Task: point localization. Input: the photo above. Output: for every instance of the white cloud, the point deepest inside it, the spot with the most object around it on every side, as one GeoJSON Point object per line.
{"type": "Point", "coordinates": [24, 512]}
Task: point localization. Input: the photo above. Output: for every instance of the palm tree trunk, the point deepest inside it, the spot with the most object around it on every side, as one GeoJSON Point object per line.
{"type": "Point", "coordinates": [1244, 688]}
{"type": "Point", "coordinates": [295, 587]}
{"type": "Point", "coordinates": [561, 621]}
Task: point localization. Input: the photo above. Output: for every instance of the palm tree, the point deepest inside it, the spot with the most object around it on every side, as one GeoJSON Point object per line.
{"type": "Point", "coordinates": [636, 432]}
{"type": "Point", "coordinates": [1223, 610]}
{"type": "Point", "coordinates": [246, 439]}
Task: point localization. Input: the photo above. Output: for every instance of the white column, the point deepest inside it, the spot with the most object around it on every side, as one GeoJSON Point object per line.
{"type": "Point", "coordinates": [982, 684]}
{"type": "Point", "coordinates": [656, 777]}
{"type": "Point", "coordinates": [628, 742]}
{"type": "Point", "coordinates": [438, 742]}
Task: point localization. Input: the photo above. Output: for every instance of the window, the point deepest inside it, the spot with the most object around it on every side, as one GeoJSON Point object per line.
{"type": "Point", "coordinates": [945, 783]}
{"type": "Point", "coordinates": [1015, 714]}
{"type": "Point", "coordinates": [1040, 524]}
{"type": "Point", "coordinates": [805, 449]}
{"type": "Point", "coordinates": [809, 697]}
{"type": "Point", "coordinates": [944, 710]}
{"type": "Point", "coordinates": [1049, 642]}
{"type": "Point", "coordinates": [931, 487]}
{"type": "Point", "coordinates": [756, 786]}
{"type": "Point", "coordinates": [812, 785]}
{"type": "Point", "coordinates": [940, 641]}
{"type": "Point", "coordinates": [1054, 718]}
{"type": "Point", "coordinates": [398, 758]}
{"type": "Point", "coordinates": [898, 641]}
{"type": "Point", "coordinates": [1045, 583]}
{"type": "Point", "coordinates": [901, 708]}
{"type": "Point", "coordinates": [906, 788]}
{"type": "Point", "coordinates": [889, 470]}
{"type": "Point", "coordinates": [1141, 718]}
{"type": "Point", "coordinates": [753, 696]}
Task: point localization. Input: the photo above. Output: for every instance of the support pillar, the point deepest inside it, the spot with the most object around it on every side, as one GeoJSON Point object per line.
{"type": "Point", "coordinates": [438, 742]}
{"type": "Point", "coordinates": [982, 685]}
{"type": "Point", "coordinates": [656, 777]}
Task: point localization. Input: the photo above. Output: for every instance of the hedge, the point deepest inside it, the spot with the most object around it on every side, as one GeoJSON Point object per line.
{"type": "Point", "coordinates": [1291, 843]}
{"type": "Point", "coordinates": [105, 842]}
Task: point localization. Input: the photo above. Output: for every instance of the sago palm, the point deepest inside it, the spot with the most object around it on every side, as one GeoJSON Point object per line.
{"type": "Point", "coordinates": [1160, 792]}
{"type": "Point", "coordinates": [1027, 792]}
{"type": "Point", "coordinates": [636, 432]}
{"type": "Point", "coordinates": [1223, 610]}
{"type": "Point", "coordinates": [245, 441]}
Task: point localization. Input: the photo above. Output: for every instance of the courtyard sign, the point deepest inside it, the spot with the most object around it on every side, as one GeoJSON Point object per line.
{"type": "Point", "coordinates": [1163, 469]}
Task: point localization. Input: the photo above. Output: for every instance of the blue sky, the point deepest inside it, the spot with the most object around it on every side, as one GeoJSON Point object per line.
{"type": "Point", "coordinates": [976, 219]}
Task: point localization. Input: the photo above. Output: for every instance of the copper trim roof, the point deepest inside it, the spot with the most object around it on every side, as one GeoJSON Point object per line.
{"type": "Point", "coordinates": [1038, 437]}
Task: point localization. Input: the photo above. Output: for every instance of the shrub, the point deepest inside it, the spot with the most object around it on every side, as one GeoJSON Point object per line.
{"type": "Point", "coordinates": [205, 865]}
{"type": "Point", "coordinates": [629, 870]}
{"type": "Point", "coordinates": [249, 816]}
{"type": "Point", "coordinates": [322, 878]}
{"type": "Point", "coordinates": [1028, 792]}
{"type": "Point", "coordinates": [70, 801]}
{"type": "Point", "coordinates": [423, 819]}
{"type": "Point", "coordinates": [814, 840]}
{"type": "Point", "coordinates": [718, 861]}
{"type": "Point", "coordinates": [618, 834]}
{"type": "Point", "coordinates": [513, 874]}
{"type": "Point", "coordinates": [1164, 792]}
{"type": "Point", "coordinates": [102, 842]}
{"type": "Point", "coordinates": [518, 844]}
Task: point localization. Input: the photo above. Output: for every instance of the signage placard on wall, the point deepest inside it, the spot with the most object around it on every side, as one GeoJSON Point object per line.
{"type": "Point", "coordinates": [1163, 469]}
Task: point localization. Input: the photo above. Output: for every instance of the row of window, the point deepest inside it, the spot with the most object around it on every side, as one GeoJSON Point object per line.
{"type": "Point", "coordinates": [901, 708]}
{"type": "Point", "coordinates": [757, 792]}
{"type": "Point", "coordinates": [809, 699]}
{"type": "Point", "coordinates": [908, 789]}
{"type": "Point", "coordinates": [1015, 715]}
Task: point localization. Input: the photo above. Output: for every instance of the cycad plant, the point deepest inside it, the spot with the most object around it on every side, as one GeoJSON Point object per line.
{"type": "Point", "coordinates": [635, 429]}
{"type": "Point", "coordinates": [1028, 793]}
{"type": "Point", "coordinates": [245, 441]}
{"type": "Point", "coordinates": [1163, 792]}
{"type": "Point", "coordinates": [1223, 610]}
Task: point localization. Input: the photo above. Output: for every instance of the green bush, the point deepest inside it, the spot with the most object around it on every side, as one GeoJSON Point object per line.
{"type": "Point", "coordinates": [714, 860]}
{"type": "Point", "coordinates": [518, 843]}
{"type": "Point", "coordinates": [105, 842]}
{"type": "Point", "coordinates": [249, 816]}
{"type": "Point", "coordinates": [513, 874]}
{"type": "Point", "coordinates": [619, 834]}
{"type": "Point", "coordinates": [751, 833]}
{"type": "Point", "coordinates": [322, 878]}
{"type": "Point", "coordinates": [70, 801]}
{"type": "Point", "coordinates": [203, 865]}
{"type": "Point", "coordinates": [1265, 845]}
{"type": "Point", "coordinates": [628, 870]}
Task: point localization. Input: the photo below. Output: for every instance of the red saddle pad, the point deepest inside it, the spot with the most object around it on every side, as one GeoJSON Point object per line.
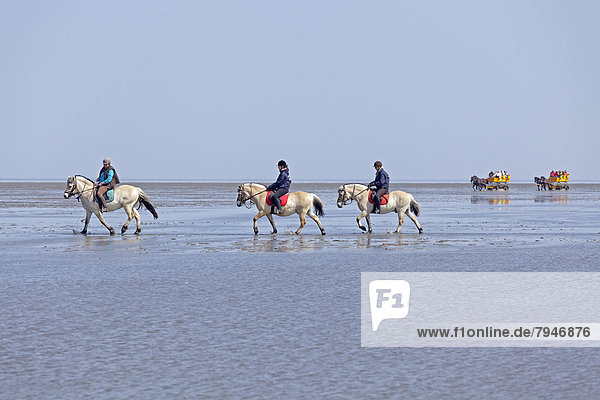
{"type": "Point", "coordinates": [384, 198]}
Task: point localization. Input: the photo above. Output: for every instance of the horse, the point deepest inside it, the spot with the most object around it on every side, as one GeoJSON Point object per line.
{"type": "Point", "coordinates": [398, 201]}
{"type": "Point", "coordinates": [479, 183]}
{"type": "Point", "coordinates": [300, 203]}
{"type": "Point", "coordinates": [125, 196]}
{"type": "Point", "coordinates": [541, 182]}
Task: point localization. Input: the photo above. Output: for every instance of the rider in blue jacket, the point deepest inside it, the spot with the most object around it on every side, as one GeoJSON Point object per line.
{"type": "Point", "coordinates": [280, 187]}
{"type": "Point", "coordinates": [381, 184]}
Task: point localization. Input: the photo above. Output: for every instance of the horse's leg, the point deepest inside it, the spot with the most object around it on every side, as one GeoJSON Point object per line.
{"type": "Point", "coordinates": [270, 218]}
{"type": "Point", "coordinates": [302, 222]}
{"type": "Point", "coordinates": [256, 217]}
{"type": "Point", "coordinates": [361, 216]}
{"type": "Point", "coordinates": [400, 220]}
{"type": "Point", "coordinates": [103, 222]}
{"type": "Point", "coordinates": [129, 212]}
{"type": "Point", "coordinates": [316, 219]}
{"type": "Point", "coordinates": [88, 214]}
{"type": "Point", "coordinates": [414, 219]}
{"type": "Point", "coordinates": [138, 222]}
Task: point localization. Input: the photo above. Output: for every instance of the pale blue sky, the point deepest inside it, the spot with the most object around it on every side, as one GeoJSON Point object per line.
{"type": "Point", "coordinates": [224, 89]}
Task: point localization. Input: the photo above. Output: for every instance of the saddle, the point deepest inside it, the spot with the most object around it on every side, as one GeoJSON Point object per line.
{"type": "Point", "coordinates": [282, 199]}
{"type": "Point", "coordinates": [384, 198]}
{"type": "Point", "coordinates": [108, 196]}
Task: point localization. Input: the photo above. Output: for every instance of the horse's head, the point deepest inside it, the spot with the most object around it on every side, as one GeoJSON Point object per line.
{"type": "Point", "coordinates": [71, 187]}
{"type": "Point", "coordinates": [343, 196]}
{"type": "Point", "coordinates": [241, 196]}
{"type": "Point", "coordinates": [244, 193]}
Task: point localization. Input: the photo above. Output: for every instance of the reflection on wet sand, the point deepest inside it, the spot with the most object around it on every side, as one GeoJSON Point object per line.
{"type": "Point", "coordinates": [552, 197]}
{"type": "Point", "coordinates": [496, 199]}
{"type": "Point", "coordinates": [303, 243]}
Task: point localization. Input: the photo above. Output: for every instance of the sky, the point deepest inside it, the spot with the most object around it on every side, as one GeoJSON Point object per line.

※ ※ ※

Objective>
Each line from the one containing "the saddle, the" to the end of the records should be echoed exactly, and no other line.

Output of the task>
Task: point localization. Input: the photo above. Output: for every instance of the saddle, the point deepest inside it, the spot with the most object around it on every side, as one GeoJSON Point object per line.
{"type": "Point", "coordinates": [282, 199]}
{"type": "Point", "coordinates": [384, 198]}
{"type": "Point", "coordinates": [108, 196]}
Task: point localization. Input: the photo above. Output: for every instance of the horse's head, the point deepest inside it, the spot with the most object around it on every side, as one GeoJSON Point object per line.
{"type": "Point", "coordinates": [71, 187]}
{"type": "Point", "coordinates": [343, 196]}
{"type": "Point", "coordinates": [241, 196]}
{"type": "Point", "coordinates": [244, 193]}
Task: point localization. Input: the photo above. Output: for every instance of the reflection on wet sand, the point deepest inside it, the spot with the most object around it on every side, as one GeoJSON Point object per line.
{"type": "Point", "coordinates": [552, 197]}
{"type": "Point", "coordinates": [496, 199]}
{"type": "Point", "coordinates": [303, 243]}
Task: point localization. Input: the photo above. Output: for every instance of the sky, the point deepest inside it, the spot with the most object around it on every side, as one GeoJSON Point object per line.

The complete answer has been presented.